____ Gezeigter Textauszug
Doch die EU macht feine Unterschiede, welche konkreten Vorgänge sie für schlimm erachtet und welche nicht. So darf beispielsweise das Abschlachten der Bevölkerung in Syrien ohne Konsequenzen für Assad weitergehen und dürfen die Revolutionäre in Ägypten im Schnellverfahren über 500 Demonstranten zum Tode verurteilen. Dazu findet in Europa offiziell kaum Empörung statt.
Da veröffentlicht Amnesty International eine Liste der Länder, die noch immer Todeskandidaten hinrichten, mit zunehmender Tendenz, und auf dieser Liste stehen China und die USA weit oben. Trotzdem trifft man sich gut gelaunt auf EU-Gipfeln und bei anderen Gelegenheiten mit Obama und chinesischen Vertretern.

Nur beim Kosovo griff man seinerzeit hart durch und besetzte diesen Landesteil ebenso völkerrechtswidrig, wie dies derzeit mit der Krim passiert. Die Nato und die EU passen ihre Moralvorstellungen immer dynamisch an ihre wirtschaftlichen, politischen und militärischen Interessen an.

So geschieht es im Moment auch im Fall der Türkei. Ministerpräsident Erdogan ließ letzte Woche Twitter sperren, weil ihm dieser Dienst offenkundig zu demokratisch und die damit verbreiteten Nachricht zu kritisch waren. Zunächst nur per DNS-Sperre, die man leicht umgehen konnte, dann per IP-Sperre.

Twitter ist in der Türkei ein sehr wichtiges Medium. Die Verbreitung und Nutzung ist um einiges höher als in Deutschland. Rund 40 Prozent aller Internetnutzer in der Türkei nutzen aktiv diesen Dienst. Twitter ist in der Türkei der Meinungsverstärker, und das paßt Erdogan nicht in den Kram.
________
### Aufgaben
A) Können Sie aus dem Text über die Doppelmoral der EU den Abschnitt von „Twitter ist in der Türkei ein“ bis „in den Kram.“ wortgetreu niederschreiben?
B) Können Sie den Text über die Doppelmoral der EU im Anschluss an seinen letzten Satz weiterführen?
Die Zeilen stehen in keinem Zusammenhang mit dem Text über die Doppelmoral der EU.
____ Zeilen des Datensatzes
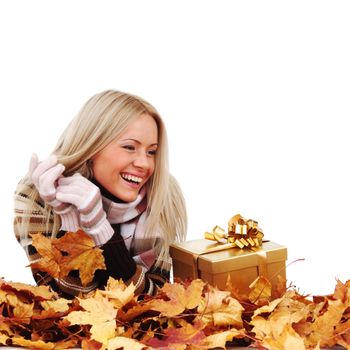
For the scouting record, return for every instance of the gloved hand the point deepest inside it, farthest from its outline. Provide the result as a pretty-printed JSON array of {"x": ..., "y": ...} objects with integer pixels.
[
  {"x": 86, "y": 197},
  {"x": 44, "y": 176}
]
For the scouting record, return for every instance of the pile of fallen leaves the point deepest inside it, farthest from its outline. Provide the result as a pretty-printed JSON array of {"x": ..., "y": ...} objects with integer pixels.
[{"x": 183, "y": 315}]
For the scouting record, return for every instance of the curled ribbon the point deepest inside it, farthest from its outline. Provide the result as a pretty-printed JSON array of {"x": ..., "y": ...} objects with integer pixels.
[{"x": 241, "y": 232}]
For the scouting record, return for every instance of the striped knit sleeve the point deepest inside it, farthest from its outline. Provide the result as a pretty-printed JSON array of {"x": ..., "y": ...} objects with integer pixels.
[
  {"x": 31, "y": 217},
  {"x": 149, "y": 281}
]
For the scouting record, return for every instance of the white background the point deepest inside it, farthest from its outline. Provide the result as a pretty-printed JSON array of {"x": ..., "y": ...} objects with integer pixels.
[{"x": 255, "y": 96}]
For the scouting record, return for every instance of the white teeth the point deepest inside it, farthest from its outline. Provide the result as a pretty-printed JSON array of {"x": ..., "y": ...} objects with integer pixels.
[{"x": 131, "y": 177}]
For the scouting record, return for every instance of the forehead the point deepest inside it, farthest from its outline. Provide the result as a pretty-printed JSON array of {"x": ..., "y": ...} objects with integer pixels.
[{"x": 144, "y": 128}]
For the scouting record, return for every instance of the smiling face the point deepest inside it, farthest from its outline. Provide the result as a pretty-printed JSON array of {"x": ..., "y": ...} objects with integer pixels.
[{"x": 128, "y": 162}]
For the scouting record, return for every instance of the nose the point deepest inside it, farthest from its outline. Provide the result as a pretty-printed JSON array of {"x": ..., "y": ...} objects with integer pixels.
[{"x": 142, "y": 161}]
________
____ Zeilen des Datensatzes
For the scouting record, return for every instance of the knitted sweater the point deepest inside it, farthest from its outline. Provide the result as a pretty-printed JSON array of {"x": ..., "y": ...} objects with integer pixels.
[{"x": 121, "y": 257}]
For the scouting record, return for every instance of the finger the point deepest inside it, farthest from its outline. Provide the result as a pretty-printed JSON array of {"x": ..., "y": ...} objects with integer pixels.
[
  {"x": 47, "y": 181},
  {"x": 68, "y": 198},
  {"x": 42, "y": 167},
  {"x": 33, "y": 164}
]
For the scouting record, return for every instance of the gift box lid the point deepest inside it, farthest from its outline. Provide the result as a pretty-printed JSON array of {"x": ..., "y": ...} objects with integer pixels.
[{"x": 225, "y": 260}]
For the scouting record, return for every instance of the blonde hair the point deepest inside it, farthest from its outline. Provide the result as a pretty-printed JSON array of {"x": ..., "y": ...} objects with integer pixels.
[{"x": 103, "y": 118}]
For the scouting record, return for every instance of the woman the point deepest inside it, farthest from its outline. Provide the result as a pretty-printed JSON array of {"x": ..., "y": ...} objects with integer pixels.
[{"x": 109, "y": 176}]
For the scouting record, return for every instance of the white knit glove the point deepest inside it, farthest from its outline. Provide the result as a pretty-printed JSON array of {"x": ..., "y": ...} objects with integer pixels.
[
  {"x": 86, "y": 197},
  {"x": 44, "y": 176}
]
________
### Lösungen je Aufgabe
A)
Twitter ist in der Türkei ein sehr wichtiges Medium. Die Verbreitung und Nutzung ist um einiges höher als in Deutschland. Rund 40 Prozent aller Internetnutzer in der Türkei nutzen aktiv diesen Dienst. Twitter ist in der Türkei der Meinungsverstärker, und das paßt Erdogan nicht in den Kram.

B)
Zusätzlich zur DNS- und IP-Sperre von Twitter wurden auch der Google-DNS-Dienst, VPN-Anbieter und der URL-Verkürzer t.co auf Anweisung der Regierung geblockt. Und um die Zensur perfekt zu machen, wird nun auch die Webseite von Tor gesperrt. Damit wird es fast unmöglich, in der Türkei noch Twitter zu nutzen.

Zwar hat ein Gericht in Ankara die Sperren für unzulässig erklärt, und der stellvertretende Ministerpräsident Bülent Arınç sagte die Umsetzung dieses Urteils zu, doch Erdogan läßt sich Zeit mit der Rücknahme der Sperren. Wann Twitter und die anderen Dienste wieder frei zugänglich sind, steht in den Sternen.

Offizielle Empörung der EU darüber oder diplomatische Konsequenzen für die Türkei? Fehlanzeige, von angedrohten Sanktionen ganz zu schweigen. Die Bundesregierung läßt den Menschenrechts­beauftragten Strässer seine Empörung formulieren. Mehr nicht. Kein Statement vom Merkel, keines von Außenminister Steinmeier, geschweige denn eine gemeinsame Erklärung der EU. Damit tritt man die Menschenrechte mit Füßen.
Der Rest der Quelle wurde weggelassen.